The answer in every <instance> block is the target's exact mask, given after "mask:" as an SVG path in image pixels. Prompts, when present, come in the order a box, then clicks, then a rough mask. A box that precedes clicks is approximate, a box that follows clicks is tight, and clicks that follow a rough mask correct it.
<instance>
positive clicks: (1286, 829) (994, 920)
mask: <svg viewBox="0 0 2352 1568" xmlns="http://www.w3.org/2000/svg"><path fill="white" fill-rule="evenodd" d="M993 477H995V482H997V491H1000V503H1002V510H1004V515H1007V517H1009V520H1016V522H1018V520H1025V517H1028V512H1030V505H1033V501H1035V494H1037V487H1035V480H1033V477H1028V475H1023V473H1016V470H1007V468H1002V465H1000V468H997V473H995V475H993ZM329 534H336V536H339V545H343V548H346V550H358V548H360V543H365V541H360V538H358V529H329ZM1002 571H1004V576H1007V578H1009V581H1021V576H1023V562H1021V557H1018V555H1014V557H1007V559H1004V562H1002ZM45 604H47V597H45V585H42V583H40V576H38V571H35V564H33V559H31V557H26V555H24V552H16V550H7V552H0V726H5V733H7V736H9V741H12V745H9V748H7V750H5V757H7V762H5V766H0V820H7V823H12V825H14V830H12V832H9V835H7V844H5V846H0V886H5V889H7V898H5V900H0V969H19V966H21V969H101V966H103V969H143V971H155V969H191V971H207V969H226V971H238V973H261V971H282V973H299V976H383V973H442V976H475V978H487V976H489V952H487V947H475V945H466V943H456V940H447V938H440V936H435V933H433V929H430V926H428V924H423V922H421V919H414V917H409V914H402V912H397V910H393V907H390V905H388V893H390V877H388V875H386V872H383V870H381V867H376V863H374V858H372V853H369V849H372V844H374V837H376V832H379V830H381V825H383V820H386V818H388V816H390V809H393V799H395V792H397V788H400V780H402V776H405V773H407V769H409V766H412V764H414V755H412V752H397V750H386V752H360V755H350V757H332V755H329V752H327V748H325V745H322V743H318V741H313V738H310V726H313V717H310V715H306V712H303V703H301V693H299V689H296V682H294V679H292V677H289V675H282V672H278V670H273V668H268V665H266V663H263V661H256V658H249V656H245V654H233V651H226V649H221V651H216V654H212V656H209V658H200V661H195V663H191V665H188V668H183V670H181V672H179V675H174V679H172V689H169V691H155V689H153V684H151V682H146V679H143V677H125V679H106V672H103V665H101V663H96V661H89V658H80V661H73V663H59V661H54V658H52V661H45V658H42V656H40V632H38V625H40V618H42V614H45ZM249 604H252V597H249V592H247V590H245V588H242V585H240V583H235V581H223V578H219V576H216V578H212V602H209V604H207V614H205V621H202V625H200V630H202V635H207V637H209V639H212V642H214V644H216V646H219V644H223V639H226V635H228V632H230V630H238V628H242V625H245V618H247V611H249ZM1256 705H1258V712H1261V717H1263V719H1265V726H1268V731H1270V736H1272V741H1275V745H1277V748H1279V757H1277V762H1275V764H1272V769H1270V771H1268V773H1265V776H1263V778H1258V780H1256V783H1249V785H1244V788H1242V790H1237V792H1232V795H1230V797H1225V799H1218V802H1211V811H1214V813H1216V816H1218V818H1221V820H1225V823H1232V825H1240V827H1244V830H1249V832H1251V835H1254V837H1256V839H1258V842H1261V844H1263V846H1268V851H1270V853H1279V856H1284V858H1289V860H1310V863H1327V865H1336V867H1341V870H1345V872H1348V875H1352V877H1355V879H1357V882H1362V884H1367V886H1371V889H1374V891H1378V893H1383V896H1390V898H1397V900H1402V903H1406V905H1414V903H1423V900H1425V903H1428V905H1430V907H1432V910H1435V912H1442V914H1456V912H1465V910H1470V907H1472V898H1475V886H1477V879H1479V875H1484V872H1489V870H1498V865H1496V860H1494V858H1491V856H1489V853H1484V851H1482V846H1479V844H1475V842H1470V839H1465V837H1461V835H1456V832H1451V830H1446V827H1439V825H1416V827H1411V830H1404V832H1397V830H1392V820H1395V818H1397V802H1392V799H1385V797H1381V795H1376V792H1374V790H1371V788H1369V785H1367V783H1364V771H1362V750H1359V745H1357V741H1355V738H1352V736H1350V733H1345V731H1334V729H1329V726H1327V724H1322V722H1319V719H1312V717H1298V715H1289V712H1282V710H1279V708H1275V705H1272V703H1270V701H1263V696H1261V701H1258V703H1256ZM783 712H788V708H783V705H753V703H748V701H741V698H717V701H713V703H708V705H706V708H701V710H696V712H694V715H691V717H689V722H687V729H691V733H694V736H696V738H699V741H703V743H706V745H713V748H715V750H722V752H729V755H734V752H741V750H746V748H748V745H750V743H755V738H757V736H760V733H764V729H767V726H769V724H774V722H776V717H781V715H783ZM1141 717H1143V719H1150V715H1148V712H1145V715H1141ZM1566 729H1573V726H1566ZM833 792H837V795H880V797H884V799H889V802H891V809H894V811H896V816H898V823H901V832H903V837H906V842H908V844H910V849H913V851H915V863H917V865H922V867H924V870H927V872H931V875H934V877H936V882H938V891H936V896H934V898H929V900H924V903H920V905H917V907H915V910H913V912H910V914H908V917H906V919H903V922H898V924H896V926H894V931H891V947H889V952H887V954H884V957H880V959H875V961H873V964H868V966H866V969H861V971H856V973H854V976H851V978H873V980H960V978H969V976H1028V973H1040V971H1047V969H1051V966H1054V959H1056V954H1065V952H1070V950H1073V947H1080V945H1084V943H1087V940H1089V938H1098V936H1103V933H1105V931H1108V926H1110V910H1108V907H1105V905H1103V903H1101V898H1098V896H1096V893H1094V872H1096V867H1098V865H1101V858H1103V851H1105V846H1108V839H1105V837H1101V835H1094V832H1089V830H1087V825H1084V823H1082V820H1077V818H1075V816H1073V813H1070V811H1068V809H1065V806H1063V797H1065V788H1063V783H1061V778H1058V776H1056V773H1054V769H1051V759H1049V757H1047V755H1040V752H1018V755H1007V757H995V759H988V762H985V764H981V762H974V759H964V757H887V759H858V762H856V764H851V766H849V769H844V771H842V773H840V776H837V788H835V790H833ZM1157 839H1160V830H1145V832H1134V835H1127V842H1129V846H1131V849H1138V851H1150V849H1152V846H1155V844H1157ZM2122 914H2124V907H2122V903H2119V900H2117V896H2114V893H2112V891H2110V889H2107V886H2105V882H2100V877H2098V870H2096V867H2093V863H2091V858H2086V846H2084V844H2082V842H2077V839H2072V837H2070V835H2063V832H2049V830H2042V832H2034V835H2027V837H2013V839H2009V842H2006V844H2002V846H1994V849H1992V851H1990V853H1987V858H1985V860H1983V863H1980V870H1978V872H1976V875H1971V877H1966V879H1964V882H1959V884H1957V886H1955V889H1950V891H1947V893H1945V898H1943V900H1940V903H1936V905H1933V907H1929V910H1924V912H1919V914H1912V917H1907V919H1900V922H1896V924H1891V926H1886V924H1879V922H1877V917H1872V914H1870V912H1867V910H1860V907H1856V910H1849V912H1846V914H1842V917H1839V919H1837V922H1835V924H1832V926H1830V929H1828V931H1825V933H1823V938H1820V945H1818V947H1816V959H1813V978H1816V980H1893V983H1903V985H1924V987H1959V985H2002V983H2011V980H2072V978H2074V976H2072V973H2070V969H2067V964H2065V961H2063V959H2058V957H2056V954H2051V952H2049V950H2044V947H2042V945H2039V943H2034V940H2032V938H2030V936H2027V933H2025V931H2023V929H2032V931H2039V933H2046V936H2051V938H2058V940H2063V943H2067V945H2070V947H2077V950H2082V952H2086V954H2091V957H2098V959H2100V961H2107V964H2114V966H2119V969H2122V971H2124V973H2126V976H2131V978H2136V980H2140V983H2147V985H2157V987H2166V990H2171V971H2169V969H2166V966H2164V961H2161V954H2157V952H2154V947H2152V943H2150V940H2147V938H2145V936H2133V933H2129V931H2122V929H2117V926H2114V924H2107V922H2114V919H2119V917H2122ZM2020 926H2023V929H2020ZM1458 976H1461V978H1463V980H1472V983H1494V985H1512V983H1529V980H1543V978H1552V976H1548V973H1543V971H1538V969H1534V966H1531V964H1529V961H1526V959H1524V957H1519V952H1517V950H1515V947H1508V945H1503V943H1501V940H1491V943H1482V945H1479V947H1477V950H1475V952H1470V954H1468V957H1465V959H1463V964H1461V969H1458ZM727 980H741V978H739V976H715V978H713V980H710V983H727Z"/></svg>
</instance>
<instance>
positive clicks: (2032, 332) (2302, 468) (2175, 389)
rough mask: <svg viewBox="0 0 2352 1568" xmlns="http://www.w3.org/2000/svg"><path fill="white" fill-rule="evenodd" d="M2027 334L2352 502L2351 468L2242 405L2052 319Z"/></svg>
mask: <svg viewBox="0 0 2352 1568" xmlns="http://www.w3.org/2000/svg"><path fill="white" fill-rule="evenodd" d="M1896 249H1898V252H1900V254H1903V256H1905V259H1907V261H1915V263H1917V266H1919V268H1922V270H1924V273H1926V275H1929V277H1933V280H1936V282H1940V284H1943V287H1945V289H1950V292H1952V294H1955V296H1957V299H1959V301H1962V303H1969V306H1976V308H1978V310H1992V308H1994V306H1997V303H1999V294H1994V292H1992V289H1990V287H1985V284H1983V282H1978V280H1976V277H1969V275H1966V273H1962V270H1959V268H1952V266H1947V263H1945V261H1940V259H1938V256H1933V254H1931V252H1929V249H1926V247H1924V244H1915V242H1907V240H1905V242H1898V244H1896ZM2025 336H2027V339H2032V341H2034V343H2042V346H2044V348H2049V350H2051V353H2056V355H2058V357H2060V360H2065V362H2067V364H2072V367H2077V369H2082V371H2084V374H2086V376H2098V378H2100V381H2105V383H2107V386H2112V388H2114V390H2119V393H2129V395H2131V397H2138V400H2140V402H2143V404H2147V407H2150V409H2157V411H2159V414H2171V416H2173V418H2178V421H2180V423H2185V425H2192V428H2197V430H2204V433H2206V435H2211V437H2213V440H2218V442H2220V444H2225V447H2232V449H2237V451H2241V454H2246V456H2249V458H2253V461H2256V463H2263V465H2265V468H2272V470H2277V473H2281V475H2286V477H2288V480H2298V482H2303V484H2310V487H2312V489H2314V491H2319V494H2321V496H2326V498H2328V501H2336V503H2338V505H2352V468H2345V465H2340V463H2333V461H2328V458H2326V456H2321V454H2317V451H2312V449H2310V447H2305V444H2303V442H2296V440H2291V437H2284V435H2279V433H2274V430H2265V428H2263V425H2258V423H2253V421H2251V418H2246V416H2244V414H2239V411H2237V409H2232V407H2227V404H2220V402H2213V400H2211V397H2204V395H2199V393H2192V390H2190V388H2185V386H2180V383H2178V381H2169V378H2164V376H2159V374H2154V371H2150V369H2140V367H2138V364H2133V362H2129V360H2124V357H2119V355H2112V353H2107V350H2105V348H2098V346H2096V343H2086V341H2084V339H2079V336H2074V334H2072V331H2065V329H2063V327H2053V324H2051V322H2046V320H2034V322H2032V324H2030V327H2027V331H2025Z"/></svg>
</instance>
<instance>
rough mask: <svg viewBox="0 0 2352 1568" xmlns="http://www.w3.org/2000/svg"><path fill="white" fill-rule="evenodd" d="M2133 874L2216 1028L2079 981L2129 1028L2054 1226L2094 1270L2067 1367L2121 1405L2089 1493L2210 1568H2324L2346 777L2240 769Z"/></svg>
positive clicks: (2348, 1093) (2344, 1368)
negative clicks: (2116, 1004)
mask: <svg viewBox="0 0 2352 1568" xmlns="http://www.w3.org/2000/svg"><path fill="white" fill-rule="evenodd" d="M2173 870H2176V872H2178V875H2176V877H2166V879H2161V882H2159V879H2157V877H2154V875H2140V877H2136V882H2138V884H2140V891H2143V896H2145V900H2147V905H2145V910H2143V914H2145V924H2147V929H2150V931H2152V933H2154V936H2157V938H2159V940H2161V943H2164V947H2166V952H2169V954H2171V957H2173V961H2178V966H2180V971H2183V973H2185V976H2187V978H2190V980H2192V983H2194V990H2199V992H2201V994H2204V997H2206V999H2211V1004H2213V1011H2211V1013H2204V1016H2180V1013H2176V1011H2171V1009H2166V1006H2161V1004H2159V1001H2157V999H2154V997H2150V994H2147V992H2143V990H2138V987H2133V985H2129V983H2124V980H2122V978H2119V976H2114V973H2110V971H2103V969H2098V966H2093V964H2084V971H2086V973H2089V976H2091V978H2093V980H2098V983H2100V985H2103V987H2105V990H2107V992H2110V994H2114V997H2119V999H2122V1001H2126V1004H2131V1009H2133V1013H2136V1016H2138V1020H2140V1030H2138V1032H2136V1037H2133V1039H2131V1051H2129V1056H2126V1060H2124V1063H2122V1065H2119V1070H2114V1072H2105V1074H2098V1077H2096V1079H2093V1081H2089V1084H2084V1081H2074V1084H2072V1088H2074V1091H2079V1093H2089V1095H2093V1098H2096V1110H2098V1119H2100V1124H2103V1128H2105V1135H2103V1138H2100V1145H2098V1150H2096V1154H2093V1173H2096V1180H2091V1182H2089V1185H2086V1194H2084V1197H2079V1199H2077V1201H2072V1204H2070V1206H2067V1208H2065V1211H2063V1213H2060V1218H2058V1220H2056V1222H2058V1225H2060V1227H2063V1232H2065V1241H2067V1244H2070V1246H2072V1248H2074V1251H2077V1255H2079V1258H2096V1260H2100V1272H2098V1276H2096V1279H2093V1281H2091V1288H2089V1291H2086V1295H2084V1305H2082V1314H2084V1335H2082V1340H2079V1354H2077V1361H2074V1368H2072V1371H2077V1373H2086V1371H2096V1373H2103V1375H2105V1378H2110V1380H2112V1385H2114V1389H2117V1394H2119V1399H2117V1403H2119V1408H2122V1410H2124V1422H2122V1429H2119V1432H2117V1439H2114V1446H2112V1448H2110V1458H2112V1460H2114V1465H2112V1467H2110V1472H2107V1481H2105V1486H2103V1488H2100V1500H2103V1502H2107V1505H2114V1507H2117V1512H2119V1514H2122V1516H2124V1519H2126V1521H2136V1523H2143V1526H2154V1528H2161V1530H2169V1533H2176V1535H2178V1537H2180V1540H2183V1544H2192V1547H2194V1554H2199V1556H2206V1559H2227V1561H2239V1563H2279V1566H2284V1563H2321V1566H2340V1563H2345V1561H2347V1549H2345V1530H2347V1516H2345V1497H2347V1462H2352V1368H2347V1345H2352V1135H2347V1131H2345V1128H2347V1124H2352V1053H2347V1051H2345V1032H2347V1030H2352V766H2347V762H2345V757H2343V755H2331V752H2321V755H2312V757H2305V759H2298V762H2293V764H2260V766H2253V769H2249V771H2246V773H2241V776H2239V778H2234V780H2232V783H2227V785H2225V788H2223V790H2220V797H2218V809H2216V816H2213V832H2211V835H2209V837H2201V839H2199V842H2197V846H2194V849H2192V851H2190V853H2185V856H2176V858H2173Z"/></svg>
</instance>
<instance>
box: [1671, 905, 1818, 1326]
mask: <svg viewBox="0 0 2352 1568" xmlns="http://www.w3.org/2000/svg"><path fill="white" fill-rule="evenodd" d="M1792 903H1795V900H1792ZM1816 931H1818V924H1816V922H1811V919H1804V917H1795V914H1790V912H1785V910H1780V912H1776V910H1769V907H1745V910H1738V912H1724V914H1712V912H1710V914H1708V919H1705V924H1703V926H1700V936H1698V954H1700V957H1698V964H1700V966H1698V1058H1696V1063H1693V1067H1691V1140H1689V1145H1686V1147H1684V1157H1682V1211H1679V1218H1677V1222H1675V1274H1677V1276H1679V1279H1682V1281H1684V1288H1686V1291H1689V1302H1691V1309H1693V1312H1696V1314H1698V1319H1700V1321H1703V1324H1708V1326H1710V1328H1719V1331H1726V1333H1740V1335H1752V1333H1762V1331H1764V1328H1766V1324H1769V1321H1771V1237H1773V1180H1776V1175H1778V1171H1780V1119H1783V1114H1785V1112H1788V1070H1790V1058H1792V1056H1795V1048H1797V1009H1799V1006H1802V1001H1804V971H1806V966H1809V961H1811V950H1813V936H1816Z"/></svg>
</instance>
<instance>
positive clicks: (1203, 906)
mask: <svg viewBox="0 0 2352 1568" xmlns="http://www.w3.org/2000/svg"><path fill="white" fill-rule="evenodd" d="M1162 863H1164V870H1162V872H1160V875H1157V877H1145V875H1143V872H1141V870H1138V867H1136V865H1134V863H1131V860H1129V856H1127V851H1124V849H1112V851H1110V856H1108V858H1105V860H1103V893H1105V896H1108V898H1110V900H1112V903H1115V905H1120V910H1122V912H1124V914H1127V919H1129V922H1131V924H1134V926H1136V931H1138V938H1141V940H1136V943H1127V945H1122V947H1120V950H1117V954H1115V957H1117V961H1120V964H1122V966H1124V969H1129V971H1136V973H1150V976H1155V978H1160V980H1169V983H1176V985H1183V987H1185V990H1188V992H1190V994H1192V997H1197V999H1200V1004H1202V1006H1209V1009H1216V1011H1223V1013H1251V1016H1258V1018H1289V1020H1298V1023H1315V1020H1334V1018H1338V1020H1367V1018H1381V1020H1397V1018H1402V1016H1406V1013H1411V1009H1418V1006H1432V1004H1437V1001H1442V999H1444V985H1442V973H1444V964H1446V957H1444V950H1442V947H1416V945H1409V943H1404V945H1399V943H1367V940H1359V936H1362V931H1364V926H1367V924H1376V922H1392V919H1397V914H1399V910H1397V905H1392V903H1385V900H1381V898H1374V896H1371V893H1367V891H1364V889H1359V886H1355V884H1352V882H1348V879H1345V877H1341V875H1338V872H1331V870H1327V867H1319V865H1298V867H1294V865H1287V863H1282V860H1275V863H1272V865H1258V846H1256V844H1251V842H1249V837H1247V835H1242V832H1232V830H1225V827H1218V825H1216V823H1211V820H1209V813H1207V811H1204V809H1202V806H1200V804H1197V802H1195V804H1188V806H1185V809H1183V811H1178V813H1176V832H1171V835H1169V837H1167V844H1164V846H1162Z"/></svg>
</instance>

______

TO-DO ITEM ▸ How many lines of the material above contain the string "positive"? Reply with the number only.

YOUR SOLUTION ▸ 4